Extract provided.
++++++++++++++++++++

I’ve received some great responses to my original post, and have already responded in-depth to one of them. I now have another, even longer and more thoughtful response, and I’d like to dissect that as well, because it highlights the same initial issues I had with the first one.
The user has also responded to my response to the other response (there’s an amusing sentence). They state that they’ve worked in the financial industry for multiple decades, so it’s interesting to see how those in the field actually use and regard the system.
Specifically, it looks like they utilize it happily, and simultaneously abhor it. To quote:
To make matters worse, the bureaus have managed to convince American consumers to become obsessed with credit scores. Why? Ummm…data collection!
Which is fine, but it doesn’t quite establish an internally consistent philosophy when they say this as well:
… the credit reporting system works for its intended purpose, to make credit decisions on potential borrowers. In my long experience, it’s not at all “idiotic.”
Credit reports can tell you a lot about a person. I’ve often said, “Show me a credit report and I’ll have a good understanding of a person’s character.”
Now, there is some nuance here. I take it that this person is saying that the super important and totally real CLASSIC FICO or whatever is the one that’s not at all idiotic, whereas everything else is garbage.
I mean, alright. Fine? But it does seem like a weird flex to say that you can assess a person’s character from a credit report, and then also be upset that the bureaus are collecting data about those individuals to (presumably) aid their reports. Assessing a person’s character is a hell of a thing, usually you don’t want to take that sort of judgement lightly, and thus wanting to defend the basis of your assessment of a person’s character using a report which is sparse on data to back it up seems like wanting to have your cake and eat it too.
This is all very emblematic of what I was getting at in my follow-up article, which is that stating how something works is not the same as justifying it, or even justifying why it works that way. I’m not at all surprised that someone who has made extensive use of this tool would want to justify it, that’s a normal human response, but justifying and describing are entirely different endeavors.
Now what I’d like to do is go through the ten points that were made, and discuss them, because they’re mostly all good, they’re just not rationalizations for the system.
Each bulleted item is the original statement, and I will be responding to each point beneath it.
- STOP wasting your time with that karma nonsense. It’s a rabbit hole that, in my professional experience, does very little to assist consumers with valid credit guidance.
It shows me accounts that are open, and it updates them once a month. For free. That’s really helpful since Equifax leaked my data to unknown individuals, so it is mildly important for me to know whether or not someone is opening credit under my name, or making sure there are no unknown hard-queries which would indicate someone has enough information about me to initiate one.
I’m assuredly not defending the product, but since the only other option is to get one report a year from each of the three dummies who handle this, Credit Karma is basically the only option for up-to-date identity monitoring for free. Yeah, I could pay for professional monitoring services but I find it deeply offensive that I should spend my money to make sure that people who know me least well and not at all aren’t slandering me. Oh sorry, I shouldn’t call it that, because obviously they wouldn’t be doing it intentionally which makes it all okay.

++++++++++++++++++++

Box-labeled dataset extracts
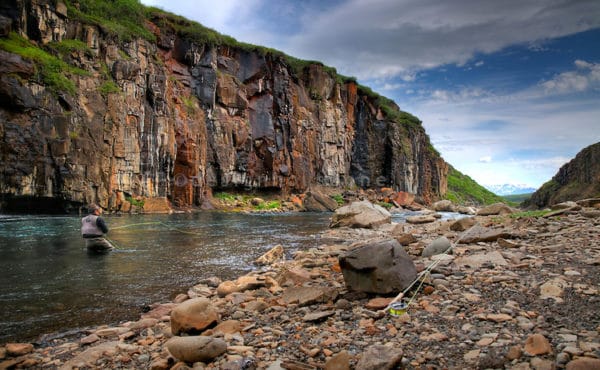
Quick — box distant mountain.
[484,184,536,195]
[523,142,600,208]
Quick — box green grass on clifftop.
[445,166,506,204]
[0,32,88,94]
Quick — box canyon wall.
[524,143,600,208]
[0,0,448,211]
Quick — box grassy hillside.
[445,166,506,205]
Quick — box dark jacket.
[81,214,108,238]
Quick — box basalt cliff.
[0,0,448,211]
[524,143,600,208]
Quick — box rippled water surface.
[0,212,330,343]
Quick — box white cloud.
[278,0,600,80]
[430,87,492,103]
[141,0,262,42]
[479,155,492,163]
[540,60,600,94]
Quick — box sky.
[142,0,600,188]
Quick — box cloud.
[540,60,600,94]
[279,0,600,79]
[430,87,492,103]
[479,155,492,163]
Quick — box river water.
[0,212,331,343]
[0,212,464,344]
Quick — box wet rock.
[61,341,119,369]
[329,200,392,229]
[6,343,33,356]
[165,336,227,363]
[276,267,310,286]
[254,244,284,266]
[406,214,437,225]
[421,236,452,257]
[431,200,455,212]
[356,345,402,370]
[525,334,552,356]
[171,298,219,335]
[339,239,417,294]
[302,191,338,212]
[394,233,417,246]
[217,275,267,297]
[477,203,515,216]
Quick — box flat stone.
[365,297,393,310]
[454,251,508,269]
[171,298,219,335]
[302,311,335,322]
[165,336,227,363]
[254,244,285,266]
[525,334,552,356]
[325,350,350,370]
[355,344,403,370]
[281,287,337,306]
[6,343,33,356]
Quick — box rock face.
[339,239,417,294]
[524,143,600,208]
[0,0,448,211]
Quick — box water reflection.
[0,212,329,343]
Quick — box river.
[0,212,331,343]
[0,212,464,343]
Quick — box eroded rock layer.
[0,0,447,210]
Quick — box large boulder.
[329,200,392,229]
[421,236,452,257]
[458,224,514,244]
[171,298,219,335]
[390,191,415,207]
[356,344,403,370]
[339,239,417,294]
[166,336,227,363]
[302,191,338,212]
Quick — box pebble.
[0,210,600,370]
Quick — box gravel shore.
[0,208,600,370]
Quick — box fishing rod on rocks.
[370,223,478,318]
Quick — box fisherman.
[81,204,114,252]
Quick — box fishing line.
[379,224,477,312]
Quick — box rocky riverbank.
[0,202,600,370]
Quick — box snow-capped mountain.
[484,184,537,195]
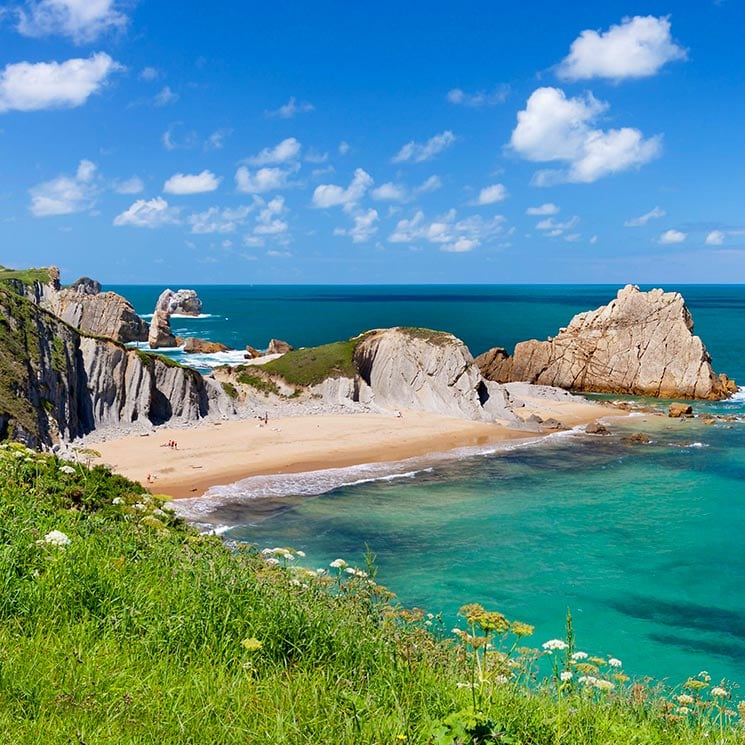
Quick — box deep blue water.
[112,286,745,684]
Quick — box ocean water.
[111,286,745,684]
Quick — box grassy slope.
[0,438,745,745]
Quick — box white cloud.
[163,170,222,195]
[476,184,508,205]
[370,181,408,202]
[447,84,510,109]
[558,16,686,81]
[114,197,180,228]
[235,166,295,194]
[246,137,302,166]
[313,168,373,208]
[29,160,98,217]
[114,176,145,194]
[623,207,667,228]
[264,96,315,119]
[17,0,127,44]
[188,205,254,235]
[334,209,379,243]
[525,202,560,216]
[660,230,688,245]
[510,87,662,186]
[388,210,504,253]
[392,129,457,163]
[153,85,179,107]
[0,52,122,113]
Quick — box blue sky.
[0,0,745,284]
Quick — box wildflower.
[37,530,71,548]
[543,639,568,652]
[241,636,264,652]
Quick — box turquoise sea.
[107,285,745,685]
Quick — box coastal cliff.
[0,287,233,447]
[476,285,737,400]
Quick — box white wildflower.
[37,530,71,548]
[543,639,568,652]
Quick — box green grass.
[0,438,745,745]
[0,266,50,285]
[263,339,360,386]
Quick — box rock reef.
[476,285,737,400]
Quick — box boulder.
[354,328,520,422]
[183,336,230,354]
[266,339,295,354]
[667,403,693,419]
[476,285,737,400]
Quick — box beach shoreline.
[93,399,624,499]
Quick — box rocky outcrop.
[354,328,517,422]
[476,285,736,399]
[51,288,148,343]
[266,339,295,354]
[0,289,234,447]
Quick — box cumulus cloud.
[392,129,457,163]
[163,170,222,195]
[246,137,302,166]
[0,52,122,113]
[558,16,686,81]
[313,168,373,209]
[510,87,662,186]
[235,166,294,194]
[29,160,98,217]
[17,0,127,44]
[525,202,560,216]
[187,205,254,235]
[388,210,504,253]
[447,84,510,109]
[114,176,145,194]
[476,184,508,205]
[660,230,688,245]
[264,96,315,119]
[114,197,180,229]
[334,209,379,243]
[623,207,667,228]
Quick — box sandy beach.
[94,400,610,499]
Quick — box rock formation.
[0,288,234,447]
[476,285,737,399]
[354,328,517,422]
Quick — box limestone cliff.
[0,288,233,447]
[354,328,516,421]
[476,285,736,399]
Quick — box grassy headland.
[0,438,745,745]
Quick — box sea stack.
[476,285,737,400]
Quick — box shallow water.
[109,287,745,683]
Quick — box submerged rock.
[476,285,737,400]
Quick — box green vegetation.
[263,338,360,386]
[0,444,745,745]
[0,266,50,286]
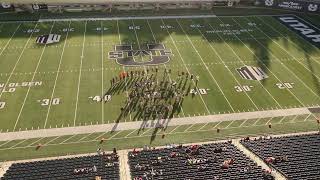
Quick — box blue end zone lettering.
[275,16,320,48]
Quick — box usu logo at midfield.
[237,66,269,81]
[36,34,61,44]
[109,44,172,66]
[278,16,320,48]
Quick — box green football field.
[0,16,320,132]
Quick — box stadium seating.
[2,154,120,180]
[128,142,274,180]
[241,134,320,180]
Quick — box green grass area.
[0,16,320,132]
[0,115,318,161]
[0,12,320,160]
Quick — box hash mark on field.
[211,121,222,129]
[9,139,28,149]
[198,123,209,131]
[265,117,273,125]
[168,125,181,134]
[289,115,299,122]
[59,134,78,144]
[253,118,261,125]
[77,132,94,142]
[223,120,235,129]
[27,137,44,147]
[44,136,61,145]
[303,114,312,121]
[239,119,248,127]
[140,128,153,136]
[277,116,287,124]
[108,131,123,139]
[183,124,195,132]
[125,129,137,137]
[0,140,11,147]
[43,21,71,128]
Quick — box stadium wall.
[255,0,320,13]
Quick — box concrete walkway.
[0,108,311,141]
[0,131,318,180]
[232,139,286,180]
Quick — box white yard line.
[168,125,181,134]
[35,14,292,23]
[76,132,94,142]
[198,123,209,130]
[140,128,153,136]
[276,116,287,124]
[100,21,105,124]
[253,118,261,125]
[73,21,88,126]
[0,140,11,147]
[0,122,317,151]
[0,23,21,56]
[58,134,78,144]
[252,16,320,97]
[27,137,44,147]
[232,18,305,107]
[125,129,137,137]
[0,56,320,76]
[161,19,211,114]
[303,114,312,121]
[13,23,55,130]
[108,131,123,139]
[211,121,223,129]
[94,131,109,140]
[131,20,148,73]
[147,20,185,117]
[239,119,248,127]
[223,120,235,129]
[0,24,28,101]
[176,19,235,112]
[257,16,320,65]
[43,21,71,128]
[214,18,283,109]
[9,139,28,149]
[265,117,273,125]
[183,124,196,132]
[242,19,319,102]
[117,20,132,121]
[289,115,299,122]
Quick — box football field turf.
[0,16,320,132]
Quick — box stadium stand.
[241,134,320,180]
[1,154,120,180]
[128,142,274,180]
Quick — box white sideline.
[0,108,311,141]
[39,15,217,22]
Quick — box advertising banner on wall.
[0,3,14,11]
[256,0,320,13]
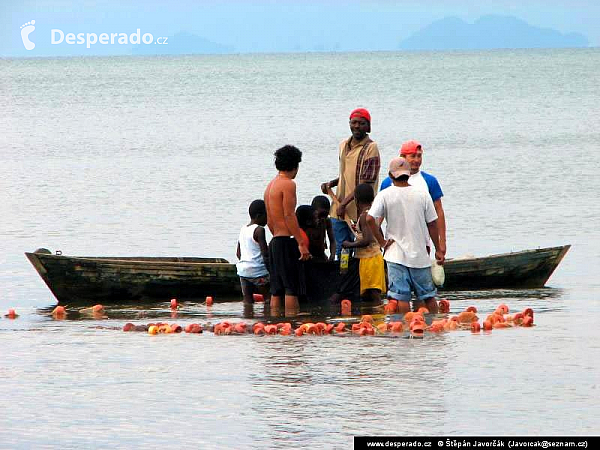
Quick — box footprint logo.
[21,20,35,50]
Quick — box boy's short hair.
[311,195,331,210]
[248,200,267,219]
[354,183,375,204]
[296,205,315,228]
[275,145,302,172]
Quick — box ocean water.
[0,49,600,449]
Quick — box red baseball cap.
[400,141,422,155]
[350,108,371,123]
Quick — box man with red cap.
[379,141,446,255]
[321,108,381,259]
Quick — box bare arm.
[427,219,444,265]
[282,180,310,261]
[366,214,388,248]
[321,177,340,195]
[433,198,446,256]
[263,181,275,235]
[327,218,337,261]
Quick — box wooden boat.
[25,245,571,304]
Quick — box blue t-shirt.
[379,170,444,202]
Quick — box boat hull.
[25,245,570,304]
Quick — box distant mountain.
[400,16,589,50]
[131,31,234,55]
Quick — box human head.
[248,200,267,227]
[296,205,315,229]
[400,141,423,174]
[388,156,411,181]
[311,195,331,219]
[354,183,375,205]
[275,145,302,178]
[350,108,371,140]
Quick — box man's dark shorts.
[269,236,306,296]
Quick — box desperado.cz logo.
[50,28,168,48]
[21,20,168,50]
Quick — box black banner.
[354,436,600,450]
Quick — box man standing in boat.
[366,157,444,314]
[264,145,310,316]
[379,141,446,256]
[321,108,381,259]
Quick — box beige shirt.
[329,136,381,222]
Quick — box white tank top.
[236,224,269,278]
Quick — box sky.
[0,0,600,56]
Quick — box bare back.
[264,175,299,237]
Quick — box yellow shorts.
[358,254,387,295]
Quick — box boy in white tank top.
[236,200,270,305]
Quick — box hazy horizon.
[0,0,600,57]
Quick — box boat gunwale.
[444,244,571,264]
[25,252,235,266]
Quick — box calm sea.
[0,49,600,449]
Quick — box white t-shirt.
[236,224,269,278]
[369,186,437,268]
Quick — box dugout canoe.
[25,245,571,304]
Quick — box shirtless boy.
[264,145,310,316]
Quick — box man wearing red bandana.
[321,108,381,259]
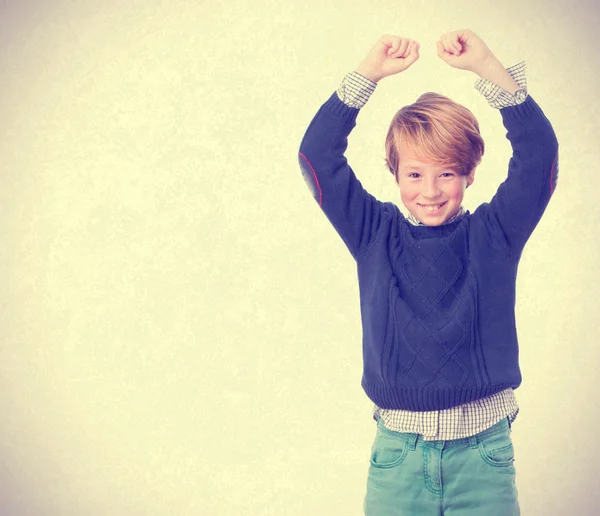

++++++++++++++++++++

Given instruction.
Return the passage from the credit reporting post above, copied word for word, from "Now what I’d" up to and including "point beneath it.".

Output for this task.
Now what I’d like to do is go through the ten points that were made, and discuss them, because they’re mostly all good, they’re just not rationalizations for the system.
Each bulleted item is the original statement, and I will be responding to each point beneath it.